__WHAT IS ASKED__.
Copy the text below word for word, from start to finish: a mailing list message about a drop in benchmark throughput and background writer activity.

__DOCUMENT SECTION__.
>> Start

On 02/14/2012 01:45 PM, Greg Smith wrote:
scale=1000, db is 94% of RAM; clients=4
Version TPS
9.0  535
9.1  491 (-8.4% relative to 9.0)
9.2  338 (-31.2% relative to 9.1)

A second pass through this data noted that the maximum number of buffers cleaned by the background writer is <=2785 in 9.0/9.1, while it goes as high as 17345 times in 9.2. The background writer is so busy now it hits the max_clean limit around 147 times in the slower[1] of the 9.2 runs. That's an average of once every 4 seconds, quite frequent. Whereas max_clean rarely happens in the comparable 9.0/9.1 results. This is starting to point my finger more toward this being an unintended consequence of the background writer/checkpointer split.

Thinking out loud, about solutions before the problem is even nailed down, I wonder if we should consider lowering bgwriter_lru_maxpages now in the default config? In older versions, the page cleaning work had at most a 50% duty cycle; it was only running when checkpoints were not. If we wanted to keep the ceiling on background writer cleaning at the same level in the default configuration, that would require dropping bgwriter_lru_maxpages from 100 to 50. That would be roughly be the same amount of maximum churn. It's obviously more complicated than that, but I think there's a defensible position along those lines to consider.

As a historical aside, I wonder how much this behavior might have been to blame for my failing to get spread checkpoints to show a positive outcome during 9.1 development. The way that was written also kept the cleaner running during checkpoints. I didn't measure those two changes individually as much as I did the combination.

>> End

__MATERIAL PROVIDED__.
>> Start

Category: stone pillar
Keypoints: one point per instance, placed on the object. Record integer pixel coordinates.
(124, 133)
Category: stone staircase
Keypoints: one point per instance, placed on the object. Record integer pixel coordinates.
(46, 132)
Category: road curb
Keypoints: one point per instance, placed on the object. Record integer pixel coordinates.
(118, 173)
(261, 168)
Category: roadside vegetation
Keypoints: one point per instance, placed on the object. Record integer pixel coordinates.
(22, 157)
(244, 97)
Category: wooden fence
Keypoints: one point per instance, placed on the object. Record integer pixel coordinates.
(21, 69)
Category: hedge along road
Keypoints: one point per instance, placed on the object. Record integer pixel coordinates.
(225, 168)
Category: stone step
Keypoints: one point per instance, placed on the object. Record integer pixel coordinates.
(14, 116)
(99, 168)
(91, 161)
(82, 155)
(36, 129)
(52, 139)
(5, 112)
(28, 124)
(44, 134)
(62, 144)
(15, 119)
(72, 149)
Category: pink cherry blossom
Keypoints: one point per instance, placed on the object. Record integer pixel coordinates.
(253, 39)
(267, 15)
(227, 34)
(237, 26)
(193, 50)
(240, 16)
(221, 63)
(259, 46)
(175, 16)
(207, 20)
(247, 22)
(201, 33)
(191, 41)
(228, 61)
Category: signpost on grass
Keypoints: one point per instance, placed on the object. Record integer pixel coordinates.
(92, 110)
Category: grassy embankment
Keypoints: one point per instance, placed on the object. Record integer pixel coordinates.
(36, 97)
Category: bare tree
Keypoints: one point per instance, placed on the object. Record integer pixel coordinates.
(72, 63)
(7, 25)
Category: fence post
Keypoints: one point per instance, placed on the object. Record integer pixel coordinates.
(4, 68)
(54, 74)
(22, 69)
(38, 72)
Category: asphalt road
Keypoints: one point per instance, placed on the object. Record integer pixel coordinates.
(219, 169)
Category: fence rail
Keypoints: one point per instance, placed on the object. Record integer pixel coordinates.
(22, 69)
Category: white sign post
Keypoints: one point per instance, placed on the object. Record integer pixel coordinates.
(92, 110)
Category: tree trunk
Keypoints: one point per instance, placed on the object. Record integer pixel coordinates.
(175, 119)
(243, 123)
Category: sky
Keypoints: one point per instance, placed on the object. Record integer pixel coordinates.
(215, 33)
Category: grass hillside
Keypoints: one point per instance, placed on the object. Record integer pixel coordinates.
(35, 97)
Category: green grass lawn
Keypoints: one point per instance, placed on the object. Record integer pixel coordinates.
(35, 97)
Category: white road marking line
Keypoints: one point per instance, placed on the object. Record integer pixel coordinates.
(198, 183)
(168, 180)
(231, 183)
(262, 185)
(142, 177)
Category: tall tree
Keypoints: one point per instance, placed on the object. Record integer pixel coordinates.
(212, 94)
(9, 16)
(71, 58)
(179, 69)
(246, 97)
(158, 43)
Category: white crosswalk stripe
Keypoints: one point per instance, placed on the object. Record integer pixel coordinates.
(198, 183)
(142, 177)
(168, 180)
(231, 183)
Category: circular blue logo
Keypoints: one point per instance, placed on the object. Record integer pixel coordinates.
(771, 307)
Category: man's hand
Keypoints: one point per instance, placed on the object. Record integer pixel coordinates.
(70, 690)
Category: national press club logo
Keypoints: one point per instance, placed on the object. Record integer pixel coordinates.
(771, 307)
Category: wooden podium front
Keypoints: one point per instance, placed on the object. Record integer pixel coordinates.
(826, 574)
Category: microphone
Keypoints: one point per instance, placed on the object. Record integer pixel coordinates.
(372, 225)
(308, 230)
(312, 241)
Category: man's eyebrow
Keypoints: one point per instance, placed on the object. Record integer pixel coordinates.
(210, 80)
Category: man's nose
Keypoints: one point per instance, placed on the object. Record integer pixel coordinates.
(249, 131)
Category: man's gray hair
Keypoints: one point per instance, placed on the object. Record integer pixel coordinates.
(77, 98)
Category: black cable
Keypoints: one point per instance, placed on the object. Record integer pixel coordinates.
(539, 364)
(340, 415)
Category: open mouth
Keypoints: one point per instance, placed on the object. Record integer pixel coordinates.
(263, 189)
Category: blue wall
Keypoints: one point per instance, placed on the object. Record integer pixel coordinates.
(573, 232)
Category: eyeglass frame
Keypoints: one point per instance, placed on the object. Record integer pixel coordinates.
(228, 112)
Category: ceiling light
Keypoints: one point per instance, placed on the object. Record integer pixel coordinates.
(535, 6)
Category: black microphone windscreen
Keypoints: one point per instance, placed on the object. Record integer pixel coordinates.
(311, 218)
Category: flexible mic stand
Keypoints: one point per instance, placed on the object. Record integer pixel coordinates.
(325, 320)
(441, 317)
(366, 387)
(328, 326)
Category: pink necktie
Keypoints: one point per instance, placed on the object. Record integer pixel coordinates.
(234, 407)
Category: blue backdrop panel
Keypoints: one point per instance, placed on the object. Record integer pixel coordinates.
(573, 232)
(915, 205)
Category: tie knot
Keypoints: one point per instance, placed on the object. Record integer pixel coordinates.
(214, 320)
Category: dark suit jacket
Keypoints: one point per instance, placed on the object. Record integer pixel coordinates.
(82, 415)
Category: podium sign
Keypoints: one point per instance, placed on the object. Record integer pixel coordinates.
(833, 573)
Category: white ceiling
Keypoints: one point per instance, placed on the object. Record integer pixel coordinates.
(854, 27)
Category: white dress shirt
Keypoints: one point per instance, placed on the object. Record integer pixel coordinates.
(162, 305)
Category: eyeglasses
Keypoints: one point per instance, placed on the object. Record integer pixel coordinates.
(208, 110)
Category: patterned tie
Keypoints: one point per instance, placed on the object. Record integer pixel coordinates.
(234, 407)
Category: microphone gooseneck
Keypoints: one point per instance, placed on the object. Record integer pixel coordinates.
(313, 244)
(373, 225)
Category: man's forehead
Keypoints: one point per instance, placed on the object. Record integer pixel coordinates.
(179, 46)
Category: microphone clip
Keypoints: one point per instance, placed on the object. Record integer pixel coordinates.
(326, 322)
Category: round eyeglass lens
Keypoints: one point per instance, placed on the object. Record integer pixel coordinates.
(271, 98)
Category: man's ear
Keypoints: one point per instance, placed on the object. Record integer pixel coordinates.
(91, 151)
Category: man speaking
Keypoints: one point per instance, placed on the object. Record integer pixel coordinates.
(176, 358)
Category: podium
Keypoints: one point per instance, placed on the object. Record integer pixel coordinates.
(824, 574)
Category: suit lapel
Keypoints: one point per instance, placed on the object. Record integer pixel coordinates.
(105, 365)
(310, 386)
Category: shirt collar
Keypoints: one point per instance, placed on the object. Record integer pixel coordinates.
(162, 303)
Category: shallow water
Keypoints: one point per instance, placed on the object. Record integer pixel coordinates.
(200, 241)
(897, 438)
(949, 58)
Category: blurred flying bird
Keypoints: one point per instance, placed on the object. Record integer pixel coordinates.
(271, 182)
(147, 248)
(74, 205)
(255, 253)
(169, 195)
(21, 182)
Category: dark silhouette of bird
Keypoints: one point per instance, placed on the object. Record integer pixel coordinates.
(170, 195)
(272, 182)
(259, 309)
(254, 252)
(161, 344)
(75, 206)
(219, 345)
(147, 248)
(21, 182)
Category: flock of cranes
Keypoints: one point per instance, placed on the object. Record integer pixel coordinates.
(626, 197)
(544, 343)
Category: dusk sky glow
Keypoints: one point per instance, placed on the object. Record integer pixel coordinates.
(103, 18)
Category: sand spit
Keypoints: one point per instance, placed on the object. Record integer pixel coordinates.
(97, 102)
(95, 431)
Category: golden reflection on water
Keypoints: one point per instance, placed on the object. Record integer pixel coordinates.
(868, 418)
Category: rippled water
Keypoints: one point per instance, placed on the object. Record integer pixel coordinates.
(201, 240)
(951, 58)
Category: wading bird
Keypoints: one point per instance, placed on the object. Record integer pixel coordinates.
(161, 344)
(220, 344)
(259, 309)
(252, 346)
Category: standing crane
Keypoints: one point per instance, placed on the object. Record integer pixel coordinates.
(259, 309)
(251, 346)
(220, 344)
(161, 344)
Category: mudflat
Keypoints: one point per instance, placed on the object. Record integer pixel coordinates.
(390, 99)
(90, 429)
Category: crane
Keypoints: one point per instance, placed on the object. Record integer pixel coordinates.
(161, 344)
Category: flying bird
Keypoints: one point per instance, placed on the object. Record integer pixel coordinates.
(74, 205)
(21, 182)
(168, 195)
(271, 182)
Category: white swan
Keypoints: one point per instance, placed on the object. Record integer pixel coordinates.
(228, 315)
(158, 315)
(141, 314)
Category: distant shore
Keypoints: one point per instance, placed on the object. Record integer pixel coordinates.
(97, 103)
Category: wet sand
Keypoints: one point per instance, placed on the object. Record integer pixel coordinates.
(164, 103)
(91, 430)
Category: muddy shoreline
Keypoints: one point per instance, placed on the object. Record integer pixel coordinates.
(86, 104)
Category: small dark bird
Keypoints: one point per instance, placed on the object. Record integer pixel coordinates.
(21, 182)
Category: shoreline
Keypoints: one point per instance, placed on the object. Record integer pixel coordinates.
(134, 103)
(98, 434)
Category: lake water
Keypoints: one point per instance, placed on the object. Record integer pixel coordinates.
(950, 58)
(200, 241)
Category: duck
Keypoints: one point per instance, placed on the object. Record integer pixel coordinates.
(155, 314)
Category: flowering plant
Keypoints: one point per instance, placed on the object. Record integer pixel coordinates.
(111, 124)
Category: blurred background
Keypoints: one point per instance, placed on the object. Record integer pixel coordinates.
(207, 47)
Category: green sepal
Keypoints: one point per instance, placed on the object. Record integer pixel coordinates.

>> End

__FINAL ANSWER__.
On 02/14/2012 01:45 PM, Greg Smith wrote:
scale=1000, db is 94% of RAM; clients=4
Version TPS
9.0  535
9.1  491 (-8.4% relative to 9.0)
9.2  338 (-31.2% relative to 9.1)

A second pass through this data noted that the maximum number of buffers cleaned by the background writer is <=2785 in 9.0/9.1, while it goes as high as 17345 times in 9.2. The background writer is so busy now it hits the max_clean limit around 147 times in the slower[1] of the 9.2 runs. That's an average of once every 4 seconds, quite frequent. Whereas max_clean rarely happens in the comparable 9.0/9.1 results. This is starting to point my finger more toward this being an unintended consequence of the background writer/checkpointer split.

Thinking out loud, about solutions before the problem is even nailed down, I wonder if we should consider lowering bgwriter_lru_maxpages now in the default config? In older versions, the page cleaning work had at most a 50% duty cycle; it was only running when checkpoints were not. If we wanted to keep the ceiling on background writer cleaning at the same level in the default configuration, that would require dropping bgwriter_lru_maxpages from 100 to 50. That would be roughly be the same amount of maximum churn. It's obviously more complicated than that, but I think there's a defensible position along those lines to consider.

As a historical aside, I wonder how much this behavior might have been to blame for my failing to get spread checkpoints to show a positive outcome during 9.1 development. The way that was written also kept the cleaner running during checkpoints. I didn't measure those two changes individually as much as I did the combination.